(Trecho do texto)

Halla sequer entendia a vida quando a morte apareceu para levar sua irmã gêmea. A protagonista do romance A desumanização, de Valter Hugo Mãe, de repente, se viu refém de um choque que a obrigou a encarar o que havia de mais profundo em si e ao seu redor.

Nessa passagem, o sofrimento, bem como a autodescoberta que o seguiu, pouco a pouco, a desumanizaram para humaniza-la. Nas palavras do autor, desumanizar-se é “perder sensibilidade, robustecer, não permitir a vulnerabilidade para persistir sendo gente. Para não perecer”. E foi isso o que aconteceu à garotinha.

A partir de uma escrita dinâmica, o autor angolano retrata em seu romance publicado no Brasil no ano passado pela Cosac Naify a história de uma menina que se perde frente a uma perda e precisa reconstruir o sentido da sua realidade tentando equilibrar o peso da ausência e a descoberta do mundo real ao fim da infância.

Contado em primeira pessoa por uma pré-adolescente, o livro tem um ritmo psicológico que movimenta a atenção do leitor conforme a personagem vai construindo novas perspectivas sobre tudo. Como se fôssemos convidados a aprender o mundo com ela.

Com a irmã, Halla passou seus dias encarando a vida sob um aspecto lúdico. Tudo era brincadeira, tudo era pretexto para uma parceria sincera, alegre e infantil. Entre as duas, Sigridur parecia ser a líder, a que ditava as regras do jogo e legitimava o significado de qualquer verdade, mesmo que inventada.

Quando uma delas morre, toda a lógica estruturada ao longo de uma infância inteira se dissolve em meio à loucura da mãe, que não aceita a perda de uma das filhas e desconta sua revolta em Halla; aos poemas do pai, que, sensível, tenta escapar da angústia escrevendo para se compreender; ao desatinado impacto do fim; e, claro, à saudade perturbadora da menina que se foi.

(Tarefas)
**1)** Reproduza o trecho do texto sobre o romance A desumanização entre "Com a irmã, Halla" e "que se foi.", inclusive.
**2)** Responda, com base no texto sobre o romance A desumanização:
(a) Qual editora publicou o romance no Brasil?
(b) Por quem e em que pessoa o livro é contado?
(c) O que o pai faz para tentar escapar da angústia?
As linhas a seguir vêm de uma fonte diferente.

(Material fornecido)
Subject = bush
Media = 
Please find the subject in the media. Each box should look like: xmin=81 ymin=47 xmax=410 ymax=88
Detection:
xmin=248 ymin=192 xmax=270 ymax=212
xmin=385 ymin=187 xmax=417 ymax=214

(Respostas resolvidas)
**1)**
Com a irmã, Halla passou seus dias encarando a vida sob um aspecto lúdico. Tudo era brincadeira, tudo era pretexto para uma parceria sincera, alegre e infantil. Entre as duas, Sigridur parecia ser a líder, a que ditava as regras do jogo e legitimava o significado de qualquer verdade, mesmo que inventada.

Quando uma delas morre, toda a lógica estruturada ao longo de uma infância inteira se dissolve em meio à loucura da mãe, que não aceita a perda de uma das filhas e desconta sua revolta em Halla; aos poemas do pai, que, sensível, tenta escapar da angústia escrevendo para se compreender; ao desatinado impacto do fim; e, claro, à saudade perturbadora da menina que se foi.

**2)**
(a) A Cosac Naify.
(b) Por uma pré-adolescente, em primeira pessoa.
(c) Escreve poemas para se compreender.